YOUR INSTRUCTIONS :: Rewrite the items from the line containing "ROI rocky outcrop" through the end of the items, inclusive, replacing "Deliver" with "Return" and leaving everything else unchanged. Give only those lines.

RECORDS SHOWN ::
::::::
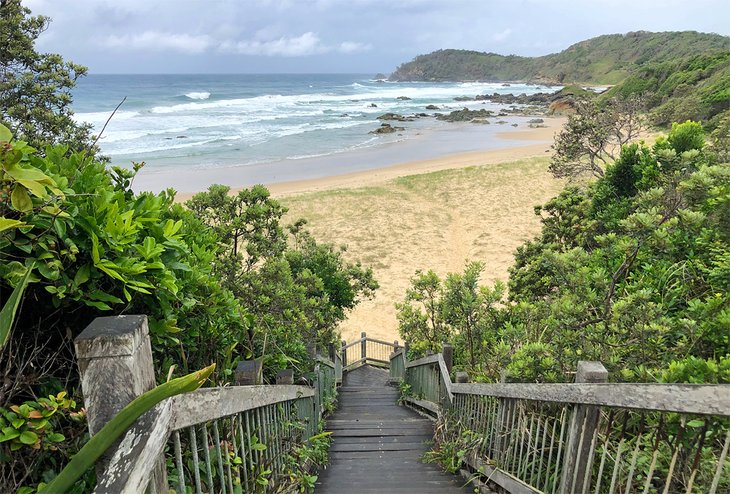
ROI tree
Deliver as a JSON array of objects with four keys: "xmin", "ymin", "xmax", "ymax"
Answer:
[
  {"xmin": 395, "ymin": 270, "xmax": 452, "ymax": 354},
  {"xmin": 549, "ymin": 96, "xmax": 644, "ymax": 180},
  {"xmin": 443, "ymin": 262, "xmax": 504, "ymax": 370},
  {"xmin": 0, "ymin": 0, "xmax": 91, "ymax": 151}
]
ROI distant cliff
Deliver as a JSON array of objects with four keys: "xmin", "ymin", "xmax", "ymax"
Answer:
[{"xmin": 390, "ymin": 31, "xmax": 730, "ymax": 84}]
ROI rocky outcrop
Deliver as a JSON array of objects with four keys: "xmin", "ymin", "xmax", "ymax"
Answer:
[
  {"xmin": 436, "ymin": 108, "xmax": 493, "ymax": 123},
  {"xmin": 370, "ymin": 124, "xmax": 406, "ymax": 134},
  {"xmin": 378, "ymin": 112, "xmax": 413, "ymax": 122}
]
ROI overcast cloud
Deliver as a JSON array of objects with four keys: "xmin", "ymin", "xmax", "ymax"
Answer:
[{"xmin": 24, "ymin": 0, "xmax": 730, "ymax": 73}]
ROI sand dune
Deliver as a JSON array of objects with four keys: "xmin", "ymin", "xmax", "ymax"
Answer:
::::::
TASK OUTPUT ::
ROI rocky outcrop
Return as a JSON array of objects with four keys: "xmin", "ymin", "xmax", "ymax"
Answer:
[
  {"xmin": 436, "ymin": 108, "xmax": 493, "ymax": 123},
  {"xmin": 370, "ymin": 124, "xmax": 406, "ymax": 134},
  {"xmin": 378, "ymin": 112, "xmax": 413, "ymax": 122}
]
ROI overcast cloud
Return as a JSON array of objects with four keys: "xmin", "ymin", "xmax", "ymax"
Answer:
[{"xmin": 24, "ymin": 0, "xmax": 730, "ymax": 73}]
ROI sand dune
Return as a JSON array of objects with four keys: "xmin", "ymin", "xmax", "ymax"
Answer:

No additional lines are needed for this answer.